[Begin EXERCISE DATA]
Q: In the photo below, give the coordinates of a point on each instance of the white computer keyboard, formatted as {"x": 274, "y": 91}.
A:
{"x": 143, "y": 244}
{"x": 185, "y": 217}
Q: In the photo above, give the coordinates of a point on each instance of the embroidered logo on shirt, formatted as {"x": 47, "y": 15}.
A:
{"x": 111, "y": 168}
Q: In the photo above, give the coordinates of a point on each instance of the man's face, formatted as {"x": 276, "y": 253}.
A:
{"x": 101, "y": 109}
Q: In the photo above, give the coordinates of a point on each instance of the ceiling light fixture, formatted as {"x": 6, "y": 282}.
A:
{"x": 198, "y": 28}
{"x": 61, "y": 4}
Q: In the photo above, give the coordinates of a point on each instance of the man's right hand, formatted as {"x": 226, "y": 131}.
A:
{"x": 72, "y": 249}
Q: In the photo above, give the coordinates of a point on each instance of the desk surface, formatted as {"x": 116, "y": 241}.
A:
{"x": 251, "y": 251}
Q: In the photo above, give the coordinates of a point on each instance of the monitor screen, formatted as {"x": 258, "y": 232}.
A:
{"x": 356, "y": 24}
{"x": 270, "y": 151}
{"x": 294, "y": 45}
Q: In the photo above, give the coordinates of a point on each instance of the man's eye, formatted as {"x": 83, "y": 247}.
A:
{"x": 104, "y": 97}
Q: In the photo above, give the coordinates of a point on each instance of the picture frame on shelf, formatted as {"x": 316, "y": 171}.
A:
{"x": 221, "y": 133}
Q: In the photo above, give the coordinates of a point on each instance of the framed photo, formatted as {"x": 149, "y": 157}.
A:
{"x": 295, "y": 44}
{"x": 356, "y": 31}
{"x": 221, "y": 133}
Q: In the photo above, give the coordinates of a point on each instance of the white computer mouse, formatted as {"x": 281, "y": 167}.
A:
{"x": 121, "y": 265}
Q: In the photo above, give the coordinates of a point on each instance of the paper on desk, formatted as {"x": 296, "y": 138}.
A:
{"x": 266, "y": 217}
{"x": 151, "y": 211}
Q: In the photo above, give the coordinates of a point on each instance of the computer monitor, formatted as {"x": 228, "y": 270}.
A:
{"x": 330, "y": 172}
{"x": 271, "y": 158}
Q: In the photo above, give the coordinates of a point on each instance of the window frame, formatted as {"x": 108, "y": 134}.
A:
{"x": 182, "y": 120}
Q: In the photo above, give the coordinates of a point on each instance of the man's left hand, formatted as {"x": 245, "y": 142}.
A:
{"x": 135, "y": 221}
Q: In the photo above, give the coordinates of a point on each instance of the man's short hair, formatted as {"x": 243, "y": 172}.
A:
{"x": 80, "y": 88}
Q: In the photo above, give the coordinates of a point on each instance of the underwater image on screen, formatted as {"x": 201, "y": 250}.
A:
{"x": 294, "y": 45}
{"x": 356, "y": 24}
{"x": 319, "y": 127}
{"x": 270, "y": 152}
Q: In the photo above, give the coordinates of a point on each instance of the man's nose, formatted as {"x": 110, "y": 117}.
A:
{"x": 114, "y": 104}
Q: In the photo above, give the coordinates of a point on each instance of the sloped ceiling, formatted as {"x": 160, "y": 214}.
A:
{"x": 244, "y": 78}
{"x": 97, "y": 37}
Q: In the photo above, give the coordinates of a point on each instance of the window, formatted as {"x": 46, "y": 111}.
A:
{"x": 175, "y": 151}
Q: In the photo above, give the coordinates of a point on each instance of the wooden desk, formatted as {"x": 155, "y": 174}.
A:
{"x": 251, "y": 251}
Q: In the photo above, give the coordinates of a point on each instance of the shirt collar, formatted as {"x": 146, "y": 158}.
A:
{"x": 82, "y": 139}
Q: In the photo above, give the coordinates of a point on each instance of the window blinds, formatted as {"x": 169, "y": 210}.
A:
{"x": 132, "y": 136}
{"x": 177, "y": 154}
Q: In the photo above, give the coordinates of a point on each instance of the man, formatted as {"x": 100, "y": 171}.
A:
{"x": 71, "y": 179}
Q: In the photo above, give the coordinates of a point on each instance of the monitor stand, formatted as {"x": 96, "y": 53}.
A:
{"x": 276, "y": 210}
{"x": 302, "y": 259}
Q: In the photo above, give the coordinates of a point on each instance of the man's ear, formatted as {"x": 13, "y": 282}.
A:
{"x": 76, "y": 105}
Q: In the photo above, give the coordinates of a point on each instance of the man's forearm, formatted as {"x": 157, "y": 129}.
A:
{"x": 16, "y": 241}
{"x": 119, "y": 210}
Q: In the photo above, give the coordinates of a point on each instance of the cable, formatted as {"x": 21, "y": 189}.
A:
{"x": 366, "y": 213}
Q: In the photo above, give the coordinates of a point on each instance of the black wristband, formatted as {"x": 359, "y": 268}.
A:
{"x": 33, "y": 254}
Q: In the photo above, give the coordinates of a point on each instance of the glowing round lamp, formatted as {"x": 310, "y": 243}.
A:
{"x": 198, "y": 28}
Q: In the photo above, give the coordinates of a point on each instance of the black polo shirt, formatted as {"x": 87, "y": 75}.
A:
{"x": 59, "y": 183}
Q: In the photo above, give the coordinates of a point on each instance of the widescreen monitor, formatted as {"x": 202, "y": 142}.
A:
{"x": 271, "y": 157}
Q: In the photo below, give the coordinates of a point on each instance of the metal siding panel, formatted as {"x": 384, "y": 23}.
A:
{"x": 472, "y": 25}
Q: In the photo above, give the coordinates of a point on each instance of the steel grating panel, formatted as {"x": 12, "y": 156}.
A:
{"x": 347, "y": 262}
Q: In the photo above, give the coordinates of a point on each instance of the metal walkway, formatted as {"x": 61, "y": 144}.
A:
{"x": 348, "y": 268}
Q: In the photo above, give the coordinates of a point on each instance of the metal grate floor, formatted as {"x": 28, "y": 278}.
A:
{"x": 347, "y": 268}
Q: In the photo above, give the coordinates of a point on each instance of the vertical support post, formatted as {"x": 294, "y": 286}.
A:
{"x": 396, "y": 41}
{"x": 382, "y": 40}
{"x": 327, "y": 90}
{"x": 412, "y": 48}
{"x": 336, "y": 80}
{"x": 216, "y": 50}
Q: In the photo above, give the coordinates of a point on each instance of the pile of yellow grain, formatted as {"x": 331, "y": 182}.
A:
[End EXERCISE DATA]
• [STATED PROBLEM] Rewrite the lines from the one containing "of the vertical" through the last line, inclusive, with each request kept unchanged. Multiply every coordinate in the answers by 0.7 and round to whole numbers, with halves rounding up, but leave the sample coordinates in the requests as they are.

• [ANSWER TO THE TASK]
Q: In the photo above, give the coordinates of a point on each instance of the vertical support post, formatted as {"x": 294, "y": 286}.
A:
{"x": 277, "y": 29}
{"x": 267, "y": 28}
{"x": 229, "y": 63}
{"x": 288, "y": 34}
{"x": 235, "y": 56}
{"x": 151, "y": 35}
Q: In the photo above, give the coordinates of a point on each instance of the pile of yellow grain, formatted as {"x": 331, "y": 182}.
A:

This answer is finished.